▶ Your goal:
Write the next part of the forum post about Unicode's look-alike characters, picking up after its last sentence.

Python Unicode handling wins again -- mostly

Sat Nov 30 19:22:28 EST 2013

On Sun, 01 Dec 2013 11:37:30 +1300, Gregory Ewing wrote:

> Which makes it even sillier to have an 'ffi' character in this day and
> age, when you can simply space the characters so that they overlap.

It's in Unicode to support legacy character sets that included it[1]. 
There are a bunch of similar cases:

* LATIN CAPITAL LETTER A WITH RING ABOVE versus ANGSTROM SIGN
* KELVIN SIGN versus LATIN CAPITAL LETTER A
* DEGREE CELSIUS and DEGREE FAHRENHEIT
* the whole set of full-width and half-width forms

On the other hand, there are cases which to a naive reader might look 
like needless duplication but actually aren't. For example, there are a 
bunch of visually indistinguishable characters[2] in European languages, 
like AΑА and BΒВ. The reason for this becomes more obvious[3] when you 
lowercase them:

py> 'AΑА BΒВ'.lower()
'aαа bβв'

Sorting and case-conversion rules would become insanely complicated, and 
context-sensitive, if Unicode only included a single code point per thing-
that-looks-the-same.

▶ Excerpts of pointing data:
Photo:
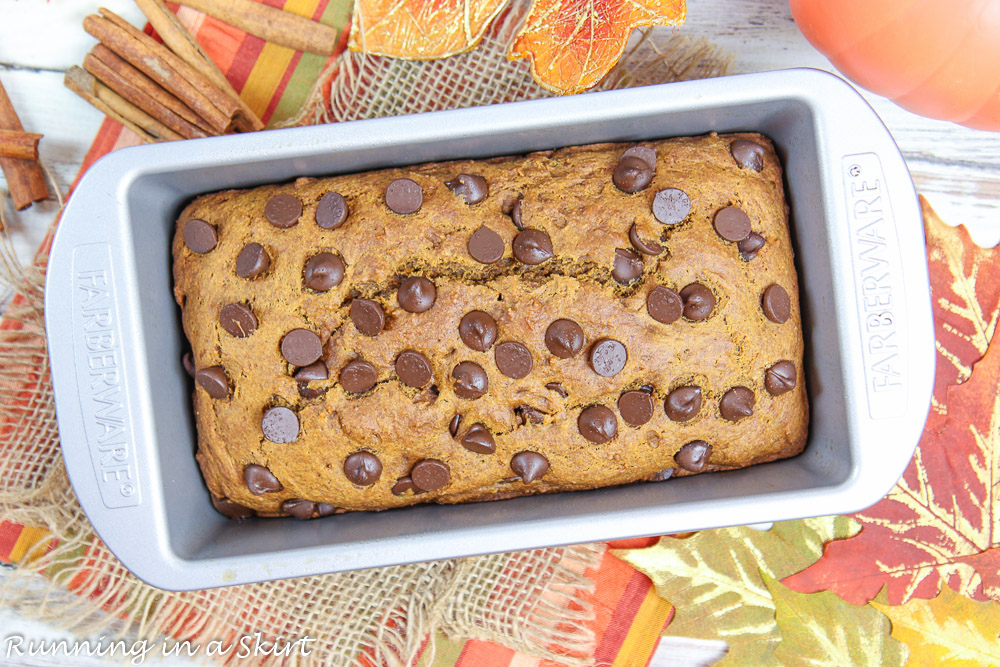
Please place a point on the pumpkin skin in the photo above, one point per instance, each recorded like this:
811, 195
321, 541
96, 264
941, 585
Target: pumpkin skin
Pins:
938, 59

▶ Task result:
The rules for deciding what is and what isn't a distinct character can be 
quite complex, and often politically charged. There's a lot of opposition 
to Unicode in East Asian countries because it unifies Han ideograms that 
look and behave the same in Chinese, Japanese and Korean. The reason they 
do this is for the same reason that Unicode doesn't distinguish between 
(say) English A, German A and French A. One reason some East Asians want 
it to is for the same reason you or I might wish to flag a section of 
text as English and another section of text as German, and have them 
displayed in slightly different typefaces and spell-checked with a 
different dictionary. The Unicode Consortium's answer to that is, this is 
beyond the remit of the character set, and is best handled by markup or 
higher-level formatting.

(Another reason for opposing Han unification is, let's be frank, pure 
nationalism.)

[1] As far as I can tell, the only character supported by legacy 
character sets which is not included in Unicode is the Apple logo from 
Mac charsets.

[2] The actual glyphs depends on the typeface used.

[3] Again, modulo the typeface you're using to view them.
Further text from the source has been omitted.